======== Selection
The set position or configuration (see FIG. 5D/5E) may include seal element 522 and/or slips 534, 523 engaged with (the inner surface 507 of) the tubular 508. In an embodiment, a bearing ring 589 associate with the second sub 320 may be utilized to facilitate force or urge compression of the seal element 522, as well as swelling of the seal element 522 into sealing engagement with the surrounding tubular 508.
Components of the downhole tool 502 may be coupled with, and axially and/or longitudinally movable along mandrel 514. When the setting sequence begins, the mandrel 514 may be pulled into tension (via connection with power charge mandrel end 517 a) while the bearing ring 589 may urge against tool components. The lower sleeve 560 may be pulled as well because of its attachment to the mandrel 514 by virtue of a lower end coupling (threads, pins, etc.) 565.
As the lower sleeve 560 experiences setting forces (e.g., pulled), the components disposed about mandrel 514 between the lower sleeve 560 and the bearing ring 589 may begin to compress against one another. This force and resultant movement may cause compression and expansion of seal element 522. As the lower sleeve 560 is pulled further in tension toward the bearing ring 589, the sleeve 560 may compresses against the slip 534. As a result, slip(s) 534 may move along a tapered or angled surface of a cone member 531, and eventually (radially) outward into engagement with the surrounding tubular 508 (and analogously with other or second cone 532 and respective second slip 523).
The slips 523, 534 may be configured with varied gripping elements (e.g., buttons or inserts) that may aid or prevent the slips (or tool) from moving (e.g., axially or longitudinally) within the surrounding tubular upon engagement. Although not limited, the downhole tool 502 may be anchored against the surface 507 in the disconnected configuration. The time the downhole tool 502 may be left in the wellbore may be for any duration as desired. Typically, the upper or second slip 523 may fracture first before the bottom or first slip 523. As shown, the bottom or first slip 534 may be at or near distal end 546, and the second slip 523 may be disposed around the mandrel 514 at or near the proximate end 548.
The power charge mandrel 517 may have an inner charge bore 579 for which the power charge (or other comparable pyro-material) 578 may be disposed therein. A firing head 571 may have a corresponding firing head bore 580 suitable to provide a flame path for a respective flame or other igniting source to communicate to the inner charge bore 579 (and ultimately to the charge 578).
The firing head 571 and other portions of the workstring 512 may be only shown in brevity. One of skill would appreciate conventional components usable for operation of the firing head and igniting of the power charge 578 may be used, even if not show or described here. The power charge 578 may be like that of other power charge(s) described herein (e.g., 278). The power charge 578 may be of a sufficient amount to have burn time to create sufficient pressure within primary pressure chamber 537 for setting and disconnect of the tool 502. Once burned, there may be a remnant power charge 578 a.
================
# To do
1 – Retype the portion of the downhole tool description that begins with the words containing "The slips 523, 534" and ends with "proximate end 548.".
2 – According to the downhole tool description, inside which bore may the power charge be disposed?
The material after this point comes from a separate source.
======== Data block
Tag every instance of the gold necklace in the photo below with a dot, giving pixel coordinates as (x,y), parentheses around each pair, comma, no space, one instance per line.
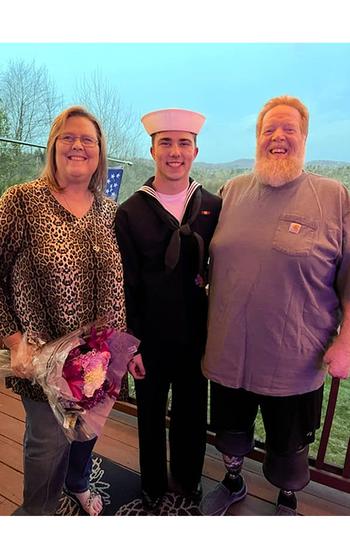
(94,243)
================
# Replies
1 –
The slips 523, 534 may be configured with varied gripping elements (e.g., buttons or inserts) that may aid or prevent the slips (or tool) from moving (e.g., axially or longitudinally) within the surrounding tubular upon engagement. Although not limited, the downhole tool 502 may be anchored against the surface 507 in the disconnected configuration. The time the downhole tool 502 may be left in the wellbore may be for any duration as desired. Typically, the upper or second slip 523 may fracture first before the bottom or first slip 523. As shown, the bottom or first slip 534 may be at or near distal end 546, and the second slip 523 may be disposed around the mandrel 514 at or near the proximate end 548.

2 – The inner charge bore 579 of the power charge mandrel 517.